I put the trial fit R elevator assembly on the bench and
measured the counterbalance skins for rivet drilling. I made sure all
the flange centerlines were visible through the pre-punched holes and
made sure all the parts were properly aligned per plans. I then drilled
using a #40 bit, clekoing as I went along.
I unclekoed the R elevator and removed all of the parts from the fixture. I D&D'd the bare parts, scotchbrited them and used a self etching primer on them. I filed the edges of the skins.
I woke up a tad early today, so I decided to go ahead and
D&D the R elevator skins. I started using my cordless screwdriver
deburring tool, but decided on these massive flat arrays of holes its
just faster and easier to use a drill bit with some duct tape wrapped
around it and twisting it with my fingers. I then used the trusty C
frame to dimple the skins. I used the same mallet, choked up on it a
bit and used about 1/2 force on the blows. It's kinda hard to ease up
when walloping these things. But you have to, otherwise it's VERY easy
to distort the sheet metal. Use about half the force you think you
need. Around the perimeter, you might even be better off using a
The Elevators are like the rudder in that you have to rivet the counterbalance (c/b) skins to the elevator skins prior to dropping the assembly in the fixture. There is a row of rivets below the counterbalance rib that is not accessible to buck when the assy is together. So you have to "unfold" the counterbalance skin and back rivet it to each side of the elevator skin with all three pieces folded out all over the bench top. A little cumbersome, certainly not impossible.
After back riveting both skins to the c/b skin on the table top, I set the skins in the fixture. I went ahead and riveted the R elevator spar to the c/b rib and home made bracket. I set the skeleton inside the skins in the fixture and clekoed the perimeter in every 3rd hole.
I started riveting at the 4 rivets on the leading edge of the
c/b and worked back to the trailing edge. I used my Main Squeeze and
the thin nosed yoke at the apex of the trailing edge. It was hard to
get in there because of the flare of the outer edge of the elevator,
but I was just barely able to get these rivets set.
The trailing edge doubler is best riveted on the bench.
Instead of alternating the rivets like in the rudder, I determined
which surface was the top and set the manufactured rivet head on top. I
used two cup sets so that the shop head would be slightly rounded. This
works well on the elevators, but not so well on the rudder.

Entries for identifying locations
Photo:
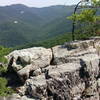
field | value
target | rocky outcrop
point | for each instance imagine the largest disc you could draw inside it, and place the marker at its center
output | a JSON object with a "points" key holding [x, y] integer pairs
{"points": [[64, 72], [24, 62]]}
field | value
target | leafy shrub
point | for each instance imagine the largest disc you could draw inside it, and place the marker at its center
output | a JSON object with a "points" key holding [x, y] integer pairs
{"points": [[4, 90]]}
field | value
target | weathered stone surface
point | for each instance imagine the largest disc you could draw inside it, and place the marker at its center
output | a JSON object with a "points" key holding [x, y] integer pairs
{"points": [[65, 72], [27, 60]]}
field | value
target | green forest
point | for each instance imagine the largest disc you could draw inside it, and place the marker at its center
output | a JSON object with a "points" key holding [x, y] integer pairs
{"points": [[54, 32]]}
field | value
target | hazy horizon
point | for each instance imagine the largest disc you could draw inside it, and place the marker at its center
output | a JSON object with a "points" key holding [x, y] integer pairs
{"points": [[39, 3]]}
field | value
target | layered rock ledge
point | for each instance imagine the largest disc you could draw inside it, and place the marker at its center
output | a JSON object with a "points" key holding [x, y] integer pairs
{"points": [[64, 72]]}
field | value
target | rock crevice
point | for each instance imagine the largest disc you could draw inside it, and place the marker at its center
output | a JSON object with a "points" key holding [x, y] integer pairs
{"points": [[64, 72]]}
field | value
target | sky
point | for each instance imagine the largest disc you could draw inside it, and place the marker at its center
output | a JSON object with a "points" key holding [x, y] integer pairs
{"points": [[38, 3]]}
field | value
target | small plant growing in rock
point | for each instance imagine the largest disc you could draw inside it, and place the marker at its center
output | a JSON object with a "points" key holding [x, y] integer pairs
{"points": [[4, 90]]}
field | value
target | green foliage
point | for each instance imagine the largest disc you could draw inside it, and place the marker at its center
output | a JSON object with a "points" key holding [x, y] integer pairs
{"points": [[96, 3], [86, 16], [4, 90], [4, 51], [36, 24]]}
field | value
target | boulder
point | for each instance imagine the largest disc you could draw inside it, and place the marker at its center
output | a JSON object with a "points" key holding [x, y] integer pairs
{"points": [[23, 62], [64, 72]]}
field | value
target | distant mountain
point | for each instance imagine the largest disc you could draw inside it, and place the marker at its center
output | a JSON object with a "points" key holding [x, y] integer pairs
{"points": [[20, 24]]}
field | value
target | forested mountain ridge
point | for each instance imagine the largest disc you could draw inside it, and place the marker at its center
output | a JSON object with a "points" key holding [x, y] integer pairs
{"points": [[20, 24]]}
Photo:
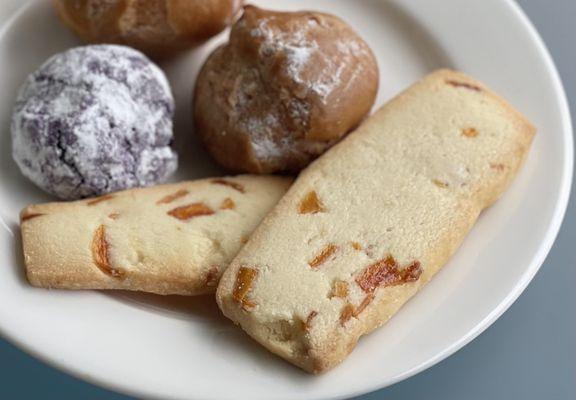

> Set exercise
How much force does the elevator build text recommend using on the blows when dimpling the skins?

> Exercise solution
About half the force you think you need.